▸ TASK INSTRUCTIONS: Retype word for word the stretch of the entries from the line containing "Could you identify the ridged" through the end of the entries.
MATERIALS PROVIDED start
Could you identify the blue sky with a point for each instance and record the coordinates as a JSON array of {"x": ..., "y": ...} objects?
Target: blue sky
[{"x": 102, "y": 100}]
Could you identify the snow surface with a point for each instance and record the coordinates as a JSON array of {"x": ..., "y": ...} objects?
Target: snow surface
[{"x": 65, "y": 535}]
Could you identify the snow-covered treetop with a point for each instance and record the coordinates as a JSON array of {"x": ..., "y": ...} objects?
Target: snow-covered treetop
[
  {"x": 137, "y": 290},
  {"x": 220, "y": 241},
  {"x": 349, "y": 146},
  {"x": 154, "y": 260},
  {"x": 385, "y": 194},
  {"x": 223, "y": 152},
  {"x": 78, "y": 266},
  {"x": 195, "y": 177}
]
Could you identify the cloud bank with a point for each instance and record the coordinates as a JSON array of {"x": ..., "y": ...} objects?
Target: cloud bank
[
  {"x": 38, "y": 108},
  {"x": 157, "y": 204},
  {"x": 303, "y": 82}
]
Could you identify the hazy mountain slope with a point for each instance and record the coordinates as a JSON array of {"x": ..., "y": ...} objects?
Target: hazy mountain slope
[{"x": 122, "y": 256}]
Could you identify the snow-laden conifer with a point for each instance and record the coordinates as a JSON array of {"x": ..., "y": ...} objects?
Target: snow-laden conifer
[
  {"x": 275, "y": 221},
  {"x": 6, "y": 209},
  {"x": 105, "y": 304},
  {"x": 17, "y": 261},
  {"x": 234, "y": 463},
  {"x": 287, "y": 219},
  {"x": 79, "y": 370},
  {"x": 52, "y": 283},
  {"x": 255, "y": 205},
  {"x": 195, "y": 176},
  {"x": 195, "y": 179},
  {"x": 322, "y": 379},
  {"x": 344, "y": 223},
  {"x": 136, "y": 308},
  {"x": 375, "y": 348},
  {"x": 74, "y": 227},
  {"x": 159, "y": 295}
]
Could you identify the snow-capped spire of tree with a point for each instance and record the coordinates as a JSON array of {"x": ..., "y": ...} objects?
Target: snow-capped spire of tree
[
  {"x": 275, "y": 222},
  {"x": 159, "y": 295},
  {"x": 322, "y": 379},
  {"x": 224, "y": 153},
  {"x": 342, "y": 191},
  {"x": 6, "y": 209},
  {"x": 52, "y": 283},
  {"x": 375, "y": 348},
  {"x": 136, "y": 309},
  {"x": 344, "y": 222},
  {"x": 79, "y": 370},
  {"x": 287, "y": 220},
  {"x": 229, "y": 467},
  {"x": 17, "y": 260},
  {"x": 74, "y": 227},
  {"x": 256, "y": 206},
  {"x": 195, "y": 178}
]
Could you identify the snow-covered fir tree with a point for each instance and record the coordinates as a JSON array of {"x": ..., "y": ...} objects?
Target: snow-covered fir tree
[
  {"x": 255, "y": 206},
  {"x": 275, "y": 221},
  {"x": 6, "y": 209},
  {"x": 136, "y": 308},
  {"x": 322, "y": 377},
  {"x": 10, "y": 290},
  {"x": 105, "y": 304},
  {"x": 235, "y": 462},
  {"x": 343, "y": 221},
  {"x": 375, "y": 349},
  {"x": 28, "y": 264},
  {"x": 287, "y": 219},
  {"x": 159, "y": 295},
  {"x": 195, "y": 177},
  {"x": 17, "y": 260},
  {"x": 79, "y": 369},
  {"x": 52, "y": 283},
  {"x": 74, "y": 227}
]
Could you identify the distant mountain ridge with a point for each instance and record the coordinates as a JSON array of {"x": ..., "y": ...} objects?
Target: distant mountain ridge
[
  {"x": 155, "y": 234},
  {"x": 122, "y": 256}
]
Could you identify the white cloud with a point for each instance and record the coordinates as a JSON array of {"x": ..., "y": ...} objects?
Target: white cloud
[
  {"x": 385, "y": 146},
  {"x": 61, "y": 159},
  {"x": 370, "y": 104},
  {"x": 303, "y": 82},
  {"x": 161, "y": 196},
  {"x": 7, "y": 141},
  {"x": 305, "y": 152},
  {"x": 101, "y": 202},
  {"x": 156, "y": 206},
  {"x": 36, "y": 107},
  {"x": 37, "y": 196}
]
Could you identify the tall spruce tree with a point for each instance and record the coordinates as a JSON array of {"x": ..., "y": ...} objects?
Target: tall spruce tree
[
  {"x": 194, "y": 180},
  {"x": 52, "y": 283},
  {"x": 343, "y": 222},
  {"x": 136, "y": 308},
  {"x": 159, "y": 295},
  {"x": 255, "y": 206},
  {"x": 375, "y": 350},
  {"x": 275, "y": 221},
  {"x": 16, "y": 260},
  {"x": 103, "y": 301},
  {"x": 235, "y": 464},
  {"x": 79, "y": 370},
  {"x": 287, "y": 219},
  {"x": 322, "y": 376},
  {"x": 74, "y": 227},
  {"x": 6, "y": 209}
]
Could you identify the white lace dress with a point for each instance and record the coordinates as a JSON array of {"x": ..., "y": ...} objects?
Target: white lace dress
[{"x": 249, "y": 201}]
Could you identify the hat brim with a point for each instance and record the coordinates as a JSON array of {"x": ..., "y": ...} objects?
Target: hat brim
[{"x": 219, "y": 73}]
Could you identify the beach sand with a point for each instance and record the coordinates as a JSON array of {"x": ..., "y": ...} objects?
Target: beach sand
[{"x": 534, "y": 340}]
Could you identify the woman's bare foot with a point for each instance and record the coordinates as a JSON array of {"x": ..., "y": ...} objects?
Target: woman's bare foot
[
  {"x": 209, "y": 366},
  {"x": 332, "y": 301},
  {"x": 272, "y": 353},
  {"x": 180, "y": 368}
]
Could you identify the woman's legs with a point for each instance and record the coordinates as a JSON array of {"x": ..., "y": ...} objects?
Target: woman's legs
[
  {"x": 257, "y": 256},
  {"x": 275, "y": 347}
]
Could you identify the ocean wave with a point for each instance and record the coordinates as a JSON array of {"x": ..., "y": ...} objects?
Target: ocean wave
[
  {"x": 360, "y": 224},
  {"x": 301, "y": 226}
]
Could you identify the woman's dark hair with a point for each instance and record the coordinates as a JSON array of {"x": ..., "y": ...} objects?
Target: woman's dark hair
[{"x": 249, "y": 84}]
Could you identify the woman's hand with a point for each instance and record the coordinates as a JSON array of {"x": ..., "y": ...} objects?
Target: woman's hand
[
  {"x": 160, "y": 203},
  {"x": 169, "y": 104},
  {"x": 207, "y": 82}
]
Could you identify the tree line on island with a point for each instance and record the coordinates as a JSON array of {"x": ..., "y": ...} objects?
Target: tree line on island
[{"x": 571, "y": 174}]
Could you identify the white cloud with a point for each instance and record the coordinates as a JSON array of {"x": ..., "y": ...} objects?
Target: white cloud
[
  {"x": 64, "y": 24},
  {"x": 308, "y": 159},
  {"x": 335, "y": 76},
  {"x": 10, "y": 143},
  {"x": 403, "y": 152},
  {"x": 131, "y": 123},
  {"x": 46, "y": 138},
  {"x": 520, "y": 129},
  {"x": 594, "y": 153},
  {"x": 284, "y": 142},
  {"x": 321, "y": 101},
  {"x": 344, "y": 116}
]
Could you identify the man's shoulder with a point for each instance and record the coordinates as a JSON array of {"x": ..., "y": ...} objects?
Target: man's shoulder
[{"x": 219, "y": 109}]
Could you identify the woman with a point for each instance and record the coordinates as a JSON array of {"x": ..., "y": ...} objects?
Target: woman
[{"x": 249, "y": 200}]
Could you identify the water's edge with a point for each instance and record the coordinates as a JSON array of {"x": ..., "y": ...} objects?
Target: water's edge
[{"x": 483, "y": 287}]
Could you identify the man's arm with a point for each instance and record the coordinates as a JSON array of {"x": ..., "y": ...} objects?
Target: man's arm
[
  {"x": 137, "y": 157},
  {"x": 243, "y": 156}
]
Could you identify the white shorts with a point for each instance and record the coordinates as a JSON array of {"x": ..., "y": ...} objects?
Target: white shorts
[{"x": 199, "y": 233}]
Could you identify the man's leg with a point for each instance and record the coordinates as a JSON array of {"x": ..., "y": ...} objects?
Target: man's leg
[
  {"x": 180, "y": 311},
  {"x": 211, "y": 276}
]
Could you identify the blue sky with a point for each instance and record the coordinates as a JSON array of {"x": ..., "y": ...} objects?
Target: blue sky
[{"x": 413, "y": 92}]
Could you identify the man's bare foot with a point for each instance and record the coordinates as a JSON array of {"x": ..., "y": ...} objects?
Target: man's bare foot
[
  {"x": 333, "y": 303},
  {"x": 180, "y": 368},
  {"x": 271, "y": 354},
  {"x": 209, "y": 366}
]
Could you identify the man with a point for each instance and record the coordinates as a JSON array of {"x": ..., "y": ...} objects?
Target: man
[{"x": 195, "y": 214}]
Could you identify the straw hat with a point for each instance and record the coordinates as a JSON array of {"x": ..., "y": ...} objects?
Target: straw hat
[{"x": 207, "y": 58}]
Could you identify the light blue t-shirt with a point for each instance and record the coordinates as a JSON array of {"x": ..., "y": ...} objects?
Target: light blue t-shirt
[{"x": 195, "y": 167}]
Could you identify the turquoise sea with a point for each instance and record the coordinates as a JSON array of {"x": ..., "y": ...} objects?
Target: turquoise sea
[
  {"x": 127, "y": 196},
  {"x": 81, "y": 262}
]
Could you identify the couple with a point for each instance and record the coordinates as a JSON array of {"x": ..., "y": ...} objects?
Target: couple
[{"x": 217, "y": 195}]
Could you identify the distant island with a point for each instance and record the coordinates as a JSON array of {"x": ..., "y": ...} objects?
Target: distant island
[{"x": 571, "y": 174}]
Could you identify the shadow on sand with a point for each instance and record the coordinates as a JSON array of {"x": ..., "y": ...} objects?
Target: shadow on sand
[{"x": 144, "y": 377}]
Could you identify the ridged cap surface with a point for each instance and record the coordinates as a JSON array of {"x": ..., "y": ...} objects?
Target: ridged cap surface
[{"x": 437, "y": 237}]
MATERIALS PROVIDED end
▸ ANSWER TO THE PROBLEM:
Could you identify the ridged cap surface with a point for each instance and record the coordinates as a JSON array of {"x": ..., "y": ...} objects?
Target: ridged cap surface
[{"x": 437, "y": 237}]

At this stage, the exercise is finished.